Please arrange the data below as a Markdown table with the columns "Row" and "Line," numbering each non-blank line in order and leaving out the pictures.
──────── DATA SUPPLIED ────────
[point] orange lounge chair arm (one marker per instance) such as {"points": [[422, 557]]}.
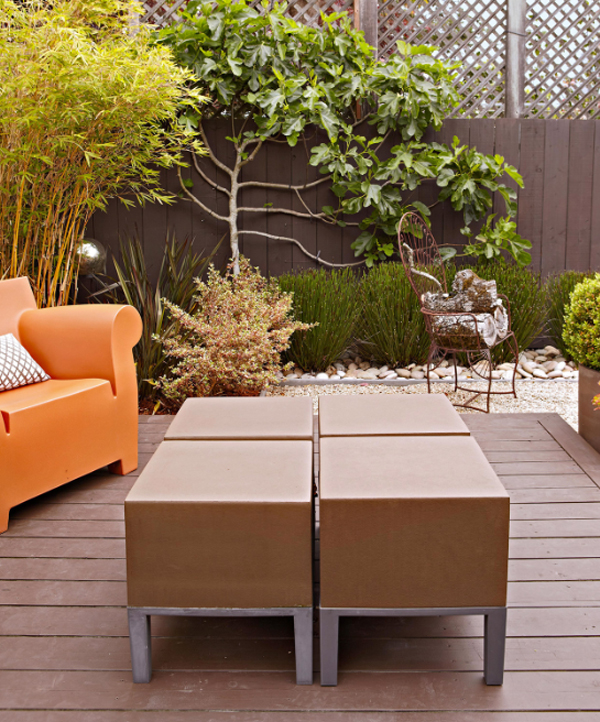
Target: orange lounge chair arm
{"points": [[87, 341]]}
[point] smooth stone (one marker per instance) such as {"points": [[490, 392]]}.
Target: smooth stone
{"points": [[367, 375], [524, 373], [529, 367]]}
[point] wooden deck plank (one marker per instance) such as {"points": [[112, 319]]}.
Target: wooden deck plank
{"points": [[548, 496], [545, 481], [70, 512], [357, 691], [63, 592], [554, 593], [554, 569], [112, 622], [556, 528], [64, 624], [503, 457], [493, 444], [299, 716], [277, 655], [75, 529], [557, 548], [581, 510], [63, 569], [62, 548], [536, 468]]}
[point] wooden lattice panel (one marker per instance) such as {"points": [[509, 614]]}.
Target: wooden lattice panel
{"points": [[472, 31], [562, 77], [161, 12]]}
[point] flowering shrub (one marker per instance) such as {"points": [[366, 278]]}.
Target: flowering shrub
{"points": [[581, 332], [231, 345]]}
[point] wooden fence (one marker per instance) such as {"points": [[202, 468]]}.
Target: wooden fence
{"points": [[559, 208], [520, 58]]}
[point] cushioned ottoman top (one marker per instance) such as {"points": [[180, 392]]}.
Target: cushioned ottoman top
{"points": [[227, 471], [402, 467], [243, 418], [389, 415]]}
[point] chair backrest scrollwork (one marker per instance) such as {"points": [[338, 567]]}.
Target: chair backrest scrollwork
{"points": [[420, 256]]}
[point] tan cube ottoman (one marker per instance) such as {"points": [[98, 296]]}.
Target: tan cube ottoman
{"points": [[411, 526], [244, 418], [389, 415], [221, 528]]}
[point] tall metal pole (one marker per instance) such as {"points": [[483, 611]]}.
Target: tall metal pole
{"points": [[366, 19], [515, 58]]}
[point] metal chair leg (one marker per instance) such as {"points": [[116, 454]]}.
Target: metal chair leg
{"points": [[303, 636], [140, 645], [494, 645], [329, 632]]}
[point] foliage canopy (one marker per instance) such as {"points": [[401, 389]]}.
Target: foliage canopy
{"points": [[277, 79]]}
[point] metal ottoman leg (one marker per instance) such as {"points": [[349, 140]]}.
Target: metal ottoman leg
{"points": [[303, 635], [494, 644], [329, 631], [139, 642]]}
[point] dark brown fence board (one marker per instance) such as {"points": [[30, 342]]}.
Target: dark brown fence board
{"points": [[279, 171], [555, 196], [530, 215], [595, 221], [559, 208], [254, 247], [579, 201], [507, 144]]}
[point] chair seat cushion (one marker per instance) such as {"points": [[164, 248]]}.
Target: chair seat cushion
{"points": [[51, 400], [17, 367]]}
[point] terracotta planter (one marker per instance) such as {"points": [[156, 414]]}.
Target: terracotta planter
{"points": [[589, 419]]}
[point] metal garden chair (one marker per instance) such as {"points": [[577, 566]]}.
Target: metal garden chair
{"points": [[450, 333]]}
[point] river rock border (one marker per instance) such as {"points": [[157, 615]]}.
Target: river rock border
{"points": [[545, 364]]}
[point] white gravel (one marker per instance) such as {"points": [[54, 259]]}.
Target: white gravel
{"points": [[532, 396]]}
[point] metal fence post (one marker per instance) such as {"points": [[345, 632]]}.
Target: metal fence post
{"points": [[366, 19], [515, 58]]}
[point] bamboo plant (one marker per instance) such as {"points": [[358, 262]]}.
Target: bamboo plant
{"points": [[87, 113]]}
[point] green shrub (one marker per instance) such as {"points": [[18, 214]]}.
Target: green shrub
{"points": [[527, 297], [178, 269], [581, 333], [330, 300], [559, 288], [391, 328], [231, 344]]}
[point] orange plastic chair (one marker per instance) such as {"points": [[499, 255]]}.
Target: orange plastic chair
{"points": [[86, 416]]}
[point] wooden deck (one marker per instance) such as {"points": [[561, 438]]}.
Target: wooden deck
{"points": [[64, 653]]}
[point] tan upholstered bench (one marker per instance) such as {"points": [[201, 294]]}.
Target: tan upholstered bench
{"points": [[244, 418], [389, 415], [221, 528], [411, 526]]}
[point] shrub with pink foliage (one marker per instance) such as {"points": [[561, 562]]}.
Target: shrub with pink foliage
{"points": [[231, 346]]}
────────
RESULT OF THE EXERCISE –
| Row | Line |
|---|---|
| 1 | [point] orange lounge chair arm (one marker per instance) such as {"points": [[422, 557]]}. |
| 2 | Target: orange lounge chair arm |
| 3 | {"points": [[87, 341]]} |
| 4 | [point] smooth stone (one marker per instance) such as {"points": [[490, 392]]}. |
| 5 | Target: smooth stone |
| 6 | {"points": [[367, 375], [524, 373], [529, 367]]} |
| 7 | [point] wooden deck plank (one marker per instance) such as {"points": [[112, 319]]}. |
| 8 | Target: wooden deck plank |
| 9 | {"points": [[548, 496], [545, 481], [70, 512], [357, 691], [63, 592], [554, 593], [554, 569], [112, 622], [556, 528], [64, 624], [503, 457], [493, 444], [299, 716], [277, 655], [75, 529], [557, 548], [581, 510], [63, 569], [62, 548], [536, 468]]} |
| 10 | [point] wooden lattice panel (one marker per instance) such as {"points": [[509, 614]]}. |
| 11 | Target: wooden lattice panel |
| 12 | {"points": [[472, 31], [562, 77], [161, 12]]} |
| 13 | [point] flowering shrub (one marker per instance) such as {"points": [[366, 278]]}. |
| 14 | Target: flowering shrub |
| 15 | {"points": [[581, 332], [231, 345]]} |
| 16 | [point] wooden fence (one marker per instance) such as {"points": [[202, 468]]}. |
| 17 | Target: wooden fence |
| 18 | {"points": [[559, 208], [520, 58]]} |
| 19 | [point] cushioned ottoman top (one marker per instance) such as {"points": [[180, 392]]}. |
| 20 | Target: cushioned ottoman top |
| 21 | {"points": [[227, 471], [402, 467], [243, 418], [389, 415]]} |
| 22 | [point] chair backrest scrollwork (one marker per instance) such as {"points": [[338, 567]]}. |
| 23 | Target: chair backrest scrollwork |
| 24 | {"points": [[420, 256]]} |
| 25 | [point] tan cube ottoman (one marker per instance) such as {"points": [[98, 296]]}. |
| 26 | Target: tan cube ottoman |
| 27 | {"points": [[411, 526], [244, 418], [389, 415], [221, 528]]} |
| 28 | [point] tall metal pole (one marker per instance) such as {"points": [[483, 611]]}. |
| 29 | Target: tall metal pole |
| 30 | {"points": [[366, 19], [515, 58]]} |
| 31 | [point] metal chair leg (one marker per instance) such as {"points": [[116, 454]]}. |
| 32 | Target: metal chair leg |
| 33 | {"points": [[303, 636], [140, 645], [494, 645], [329, 632]]} |
| 34 | [point] foliage canopy (one marker per instance) such as {"points": [[401, 389]]}. |
| 35 | Target: foliage canopy |
| 36 | {"points": [[277, 79]]} |
| 37 | [point] metal ottoman leg (one marker per instance) such as {"points": [[349, 140]]}. |
| 38 | Target: metal ottoman leg |
| 39 | {"points": [[303, 635], [494, 644], [329, 631], [139, 642]]} |
| 40 | [point] dark brown fence board (one marker per instance) such as {"points": [[30, 342]]}. |
| 41 | Target: dark brown fence board |
| 42 | {"points": [[279, 171], [555, 196], [530, 215], [595, 221], [559, 208], [254, 247], [579, 201], [507, 144]]} |
| 43 | [point] chair seat cushion (one marker per instance) such as {"points": [[164, 248]]}. |
| 44 | Target: chair seat cushion |
| 45 | {"points": [[51, 400], [17, 367]]} |
| 46 | [point] terracotta planter (one marker per instance) such as {"points": [[156, 414]]}. |
| 47 | Target: terracotta planter |
| 48 | {"points": [[589, 419]]} |
| 49 | [point] metal garden chair (one marker per instance) such as {"points": [[577, 566]]}. |
| 50 | Target: metal garden chair |
| 51 | {"points": [[450, 333]]} |
| 52 | [point] river rock border (one marker per instance) such as {"points": [[157, 615]]}. |
| 53 | Target: river rock border |
| 54 | {"points": [[545, 364]]} |
| 55 | [point] white gravel (one marker per instance) such as {"points": [[54, 259]]}. |
| 56 | Target: white gravel |
| 57 | {"points": [[532, 396]]} |
| 58 | [point] metal fence post (one marker per instance) such as {"points": [[345, 632]]}. |
| 59 | Target: metal fence post |
| 60 | {"points": [[366, 19], [515, 58]]} |
| 61 | [point] bamboo plant (one marker per instance) such as {"points": [[358, 262]]}. |
| 62 | Target: bamboo plant |
| 63 | {"points": [[87, 113]]} |
| 64 | [point] green shrub (one marker per instance) such as {"points": [[18, 214]]}. |
| 65 | Target: green shrub |
| 66 | {"points": [[527, 297], [178, 269], [581, 333], [330, 300], [559, 288], [391, 328], [231, 344]]} |
| 67 | [point] orange plastic chair (one marker per instance) such as {"points": [[499, 255]]}. |
| 68 | Target: orange plastic chair |
| 69 | {"points": [[86, 416]]} |
| 70 | [point] wooden deck (one marker per instance) such as {"points": [[561, 438]]}. |
| 71 | Target: wooden deck |
| 72 | {"points": [[64, 653]]} |
| 73 | [point] tan upholstered bench (one marker per instance) such as {"points": [[201, 294]]}. |
| 74 | Target: tan upholstered bench |
| 75 | {"points": [[244, 418], [389, 415], [221, 528], [411, 526]]} |
| 76 | [point] shrub with pink foliage (one marker per instance) such as {"points": [[561, 562]]}. |
| 77 | Target: shrub with pink foliage |
| 78 | {"points": [[231, 346]]} |